• **Dataset excerpt**

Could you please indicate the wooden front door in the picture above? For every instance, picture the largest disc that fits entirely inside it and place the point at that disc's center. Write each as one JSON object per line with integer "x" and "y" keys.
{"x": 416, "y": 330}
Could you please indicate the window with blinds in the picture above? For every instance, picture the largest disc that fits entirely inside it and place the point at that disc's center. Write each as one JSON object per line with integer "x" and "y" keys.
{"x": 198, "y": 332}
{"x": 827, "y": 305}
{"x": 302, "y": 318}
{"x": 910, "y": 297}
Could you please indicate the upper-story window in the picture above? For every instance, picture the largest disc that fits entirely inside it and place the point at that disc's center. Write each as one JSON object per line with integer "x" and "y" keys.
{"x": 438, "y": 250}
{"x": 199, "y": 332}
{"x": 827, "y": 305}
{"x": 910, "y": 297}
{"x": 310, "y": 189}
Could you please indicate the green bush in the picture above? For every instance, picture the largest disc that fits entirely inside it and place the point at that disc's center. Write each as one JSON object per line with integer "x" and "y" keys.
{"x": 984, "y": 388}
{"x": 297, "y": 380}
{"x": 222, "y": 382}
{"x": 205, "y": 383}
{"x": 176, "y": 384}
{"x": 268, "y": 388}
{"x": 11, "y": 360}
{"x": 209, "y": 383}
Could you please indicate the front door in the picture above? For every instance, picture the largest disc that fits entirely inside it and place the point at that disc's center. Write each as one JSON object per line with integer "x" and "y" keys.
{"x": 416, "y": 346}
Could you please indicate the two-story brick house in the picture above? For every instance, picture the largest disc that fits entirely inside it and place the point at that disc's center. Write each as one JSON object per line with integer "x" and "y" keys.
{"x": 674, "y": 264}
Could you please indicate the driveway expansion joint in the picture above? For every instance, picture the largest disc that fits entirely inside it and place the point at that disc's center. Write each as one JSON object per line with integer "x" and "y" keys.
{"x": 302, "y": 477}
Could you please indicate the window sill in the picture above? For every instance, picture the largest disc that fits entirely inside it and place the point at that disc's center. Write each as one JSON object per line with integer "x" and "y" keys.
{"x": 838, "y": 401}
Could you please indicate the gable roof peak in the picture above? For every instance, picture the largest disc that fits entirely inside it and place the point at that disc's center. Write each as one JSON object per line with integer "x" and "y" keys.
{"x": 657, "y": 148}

• **WHAT IS ASKED**
Reproduce all of the entries above word for word, line by line.

• **WORKED ANSWER**
Could you please indicate the wooden front door in the picture above? For every instance, picture the largest disc that fits entirely inside it and place the point at that disc's center. Write each as one JSON object per line with integer "x" and "y" keys.
{"x": 416, "y": 330}
Could you please indicate the window with blinds in the picture above? For every instance, picture the largest disc that fits entirely inside it and place the point at that disc's center. Write each as one JSON object per line with integer "x" and "y" keys.
{"x": 198, "y": 332}
{"x": 827, "y": 305}
{"x": 302, "y": 318}
{"x": 910, "y": 297}
Could you please indicate the upper-story window in the picture above? For every instance, picture the largest disc that fits entirely inside it and place the point at that disc's center. Write each as one JSON object per line with integer "x" and "y" keys.
{"x": 438, "y": 250}
{"x": 199, "y": 332}
{"x": 827, "y": 305}
{"x": 910, "y": 297}
{"x": 310, "y": 189}
Could you please indicate the green bush in the picture above? For every instance, picture the largest disc that fits entirely inside it and place the point at that disc's center. Write each as one JSON object per line with integer "x" and "y" keys.
{"x": 984, "y": 388}
{"x": 297, "y": 380}
{"x": 222, "y": 382}
{"x": 205, "y": 383}
{"x": 176, "y": 384}
{"x": 268, "y": 388}
{"x": 11, "y": 360}
{"x": 209, "y": 383}
Could you please indicate the front door in the picture above? For every instance, picture the largest disc that fits entirely inside it and place the point at that disc's center. Write each as one JSON object per line with integer "x" and "y" keys.
{"x": 416, "y": 346}
Could you please indicate the two-story brick house in the picture above? For every instance, picture the largest disc that fits entirely inside it and place the point at that disc's center. Write each as one JSON object per line with integer "x" and "y" keys.
{"x": 674, "y": 264}
Could you please indicate the driveway expansion joint in the picture above? For every instance, picture the largest disc that fits entirely inside it and place the point at that disc's center. Write each as one JSON object per line with integer "x" and "y" keys.
{"x": 302, "y": 477}
Could you please indicate the window sill in the picture above? For every instance, picture the largest disc that fits entirely inside it and place the point at that disc's center. Write each as one JSON object per line with integer "x" and "y" keys.
{"x": 838, "y": 401}
Could you please indicate the gable roof peak in the picture above? For every instance, picture the largest disc that fits entirely inside it and place the point at that disc's center. Write each as one JSON object per line with integer "x" and "y" keys.
{"x": 657, "y": 148}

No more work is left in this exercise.